## Page excerpt
%%
In January 2003, Gilani was finally released because there was simply no substance in the charges against him. Not even a government venal enough to make empty accusations against the man -- the then BJP-led Indian government, good riddance to that shambling gang -- could find, or manufacture, evidence to substantiate their charges.
But if his release told us some things, Gilani's experience in jail told us some others. In interviews (one's here, don't miss learning why the Bible is popular in Tihar), he described how he was beaten and abused by fellow prisoners, because they saw him as a terrorist. A traitor.
He was denounced as a traitor, that is, by criminals. One of his attackers is serving a 80 year sentence for three murders, if you please.
Something about a murderous criminal calling someone else a traitor and a terrorist -- quite apart from Gilani's innocence -- strikes me as perverse. You?
Well, you say, but that's just thugs in Tihar. But consider that we are surrounded by leaders who have multiple cases against them for everything from murder to rape to cheating to rioting; who have been named in innumerable inquiries for their parts in some of our country's darkest moments of terror. In other words, we are surrounded by leaders who in every way, except a presence behind bars, are indistinguishable from Gilani's once-compatriots in Tihar jail.
%%
## Excerpted data
%%
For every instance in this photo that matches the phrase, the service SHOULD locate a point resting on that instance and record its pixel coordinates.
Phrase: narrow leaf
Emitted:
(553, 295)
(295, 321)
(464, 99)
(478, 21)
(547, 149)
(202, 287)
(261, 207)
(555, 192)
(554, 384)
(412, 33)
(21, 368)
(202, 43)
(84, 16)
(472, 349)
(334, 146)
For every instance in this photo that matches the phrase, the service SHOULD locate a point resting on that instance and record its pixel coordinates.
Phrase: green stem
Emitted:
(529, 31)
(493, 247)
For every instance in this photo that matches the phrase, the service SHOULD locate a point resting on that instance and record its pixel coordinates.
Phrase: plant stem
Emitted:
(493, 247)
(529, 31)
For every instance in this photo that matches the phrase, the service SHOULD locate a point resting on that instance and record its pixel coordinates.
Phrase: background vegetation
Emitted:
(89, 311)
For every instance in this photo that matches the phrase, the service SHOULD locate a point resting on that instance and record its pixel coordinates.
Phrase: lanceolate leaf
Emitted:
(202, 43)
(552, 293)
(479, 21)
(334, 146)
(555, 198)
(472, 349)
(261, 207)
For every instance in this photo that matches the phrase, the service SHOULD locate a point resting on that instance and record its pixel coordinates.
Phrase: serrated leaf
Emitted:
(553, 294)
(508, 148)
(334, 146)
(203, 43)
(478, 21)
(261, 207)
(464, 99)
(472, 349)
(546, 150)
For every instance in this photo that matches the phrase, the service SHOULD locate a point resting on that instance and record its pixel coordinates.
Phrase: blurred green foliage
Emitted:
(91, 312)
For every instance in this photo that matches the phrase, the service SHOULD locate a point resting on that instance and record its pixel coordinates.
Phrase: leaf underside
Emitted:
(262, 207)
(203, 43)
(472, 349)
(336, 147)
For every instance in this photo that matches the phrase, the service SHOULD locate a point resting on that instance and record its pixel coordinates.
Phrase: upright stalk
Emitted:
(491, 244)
%%
## Aim 1
According to the passage on Gilani's imprisonment, when was Gilani released?
## Aim 2
List every offense that the passage on Gilani's imprisonment names as the subject of cases against leaders.
The records have no connection to the passage on Gilani's imprisonment.

## Task answer 1
January 2003

## Task answer 2
Murder, rape, cheating, rioting